REQUEST 1 :: Please print the part of the Gdynia landslide excerpt starting at "In this analysis, the" and ending at "moraine plateau area.".
REQUEST 2 :: In the Gdynia landslide excerpt, how much of Gdynia's area does the highly possible landslide susceptibility zone cover?

==== PAGE EXCERPT

Other factors controlling mass movements are geological and hydrogeological conditions. In Gdynia, the highest values of LSI (lnWi = 1.12) were observed for the TWI interval of 0–3 accounting for 43.33% of landslides. This indicates the link between predominant shallow mass movements and soil moisture parameters in Gdynia. A shallow groundwater table of 0–1 m is frequently associated with the surface of rupture and demonstrates its role in landslide susceptibility. Geological structure, mainly diversity of lithological layers, is another significant factor in the formation of mass movement in young morainic areas. The coexistence of consolidated and unconsolidated materials and cohesive deposits favours rainwater infiltration and the initiation of surface of rupture (Małka 2015; Małka et al. 2017). For a ground type at a depth of 1 m b.g.l., high thickness of soils (≥ 1 m), silty sands, and embankments and tills exhibit high landslide susceptibility with lnWi values of 0.90, 0.36, 0.30, and 0.12, respectively. Note that for a ground type at a depth of 4 m b.g.l., embankments as well as sands with gravels contribute to the occurrence of landslides with lnWi values of 0.65 and 0.08, respectively.

In this analysis, the use of the statistical index method and 13 thematic layers has revealed the importance of many environmental factors. Various combinations of instability factors were used in the modelling. Figure 4 presents the landslide susceptibility map with a scale of 1:10,000 created using calculations through the SLI technique, 10 variables, and all landslides (Model SLI P 5). According to this model, the very low landslide susceptibility class (impossible, unlikely) occupies approximately 33% of the area of Gdynia, the low possibility zone accounts for 17% of Gdynia, possible and moderately possible zones are connected with 38%. Highly possible zone covers 12% and is distributed on coastal cliff as well as in numerous valleys of the moraine plateau area.

Fig. 4
figure 4

Landslide susceptibility maps of Gdynia developed using statistical landslide index (SLI), weight of evidence (WOE), and logistic regression (LR) methods

3.2 Landslide susceptibility map developed using WOE

Initially, 13 instability factors presented in the form of maps (Fig. 3) were used in modelling landslide susceptibility of the studied area using the WOE method. The WOE method allowed for the determination of the importance of predisposing factors. Supplimentary Appendix 2 shows the spatial relationships between each of the passive factors and all landslides calculated using the WOE technique. Weights (W+, W) and contrasts (C) were calculated for 13 predisposing factors (Supplimentary Appendix 2).

========
==== PROVIDED DATA

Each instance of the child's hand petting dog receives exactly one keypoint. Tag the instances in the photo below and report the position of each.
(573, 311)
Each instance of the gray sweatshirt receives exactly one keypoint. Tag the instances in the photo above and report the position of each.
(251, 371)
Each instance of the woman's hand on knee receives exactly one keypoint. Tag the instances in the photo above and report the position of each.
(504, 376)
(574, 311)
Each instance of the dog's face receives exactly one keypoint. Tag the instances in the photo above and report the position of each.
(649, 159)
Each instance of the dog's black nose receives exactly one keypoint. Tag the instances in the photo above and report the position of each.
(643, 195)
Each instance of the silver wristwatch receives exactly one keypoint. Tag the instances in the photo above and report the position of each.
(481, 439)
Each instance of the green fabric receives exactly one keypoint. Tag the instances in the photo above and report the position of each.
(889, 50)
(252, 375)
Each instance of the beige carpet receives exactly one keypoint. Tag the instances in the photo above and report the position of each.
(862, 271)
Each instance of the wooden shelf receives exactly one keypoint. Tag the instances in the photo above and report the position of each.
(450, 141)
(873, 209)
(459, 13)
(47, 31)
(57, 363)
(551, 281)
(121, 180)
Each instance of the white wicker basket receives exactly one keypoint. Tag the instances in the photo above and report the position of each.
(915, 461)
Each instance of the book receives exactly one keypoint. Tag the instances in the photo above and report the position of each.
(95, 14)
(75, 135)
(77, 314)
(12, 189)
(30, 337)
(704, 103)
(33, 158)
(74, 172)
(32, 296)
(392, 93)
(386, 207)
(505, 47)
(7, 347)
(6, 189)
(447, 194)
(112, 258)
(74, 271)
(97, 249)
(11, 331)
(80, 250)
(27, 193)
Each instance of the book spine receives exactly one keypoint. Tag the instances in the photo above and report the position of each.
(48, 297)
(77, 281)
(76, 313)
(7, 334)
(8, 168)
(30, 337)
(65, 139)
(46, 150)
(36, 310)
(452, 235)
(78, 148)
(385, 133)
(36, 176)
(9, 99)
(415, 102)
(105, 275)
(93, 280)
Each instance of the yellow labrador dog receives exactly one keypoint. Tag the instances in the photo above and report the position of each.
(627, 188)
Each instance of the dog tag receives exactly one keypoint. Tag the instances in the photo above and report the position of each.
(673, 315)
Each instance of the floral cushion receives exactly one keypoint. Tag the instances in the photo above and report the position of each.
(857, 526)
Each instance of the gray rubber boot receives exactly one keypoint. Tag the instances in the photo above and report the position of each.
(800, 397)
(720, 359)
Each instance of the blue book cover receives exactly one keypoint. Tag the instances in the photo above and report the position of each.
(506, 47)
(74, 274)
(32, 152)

========

WORKED SOLUTION 1 ::
In this analysis, the use of the statistical index method and 13 thematic layers has revealed the importance of many environmental factors. Various combinations of instability factors were used in the modelling. Figure 4 presents the landslide susceptibility map with a scale of 1:10,000 created using calculations through the SLI technique, 10 variables, and all landslides (Model SLI P 5). According to this model, the very low landslide susceptibility class (impossible, unlikely) occupies approximately 33% of the area of Gdynia, the low possibility zone accounts for 17% of Gdynia, possible and moderately possible zones are connected with 38%. Highly possible zone covers 12% and is distributed on coastal cliff as well as in numerous valleys of the moraine plateau area.

WORKED SOLUTION 2 :: 12%